> _Prompt_:
Could you turn every line of the records below into a JSON list of strings, one string per line, with blank lines dropped and the pictures left out?

> _Raw records_:
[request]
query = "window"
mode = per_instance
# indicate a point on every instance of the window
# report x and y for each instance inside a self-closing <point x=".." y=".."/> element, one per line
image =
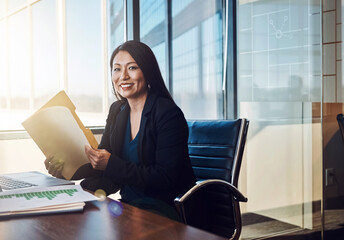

> _Result_:
[
  "[request]",
  "query = \"window\"",
  "mode = per_instance",
  "# indicate a point on every instance of the window",
  "# report x and y for each instance inside a self-closing <point x=\"..\" y=\"..\"/> element, one per line",
  "image ="
]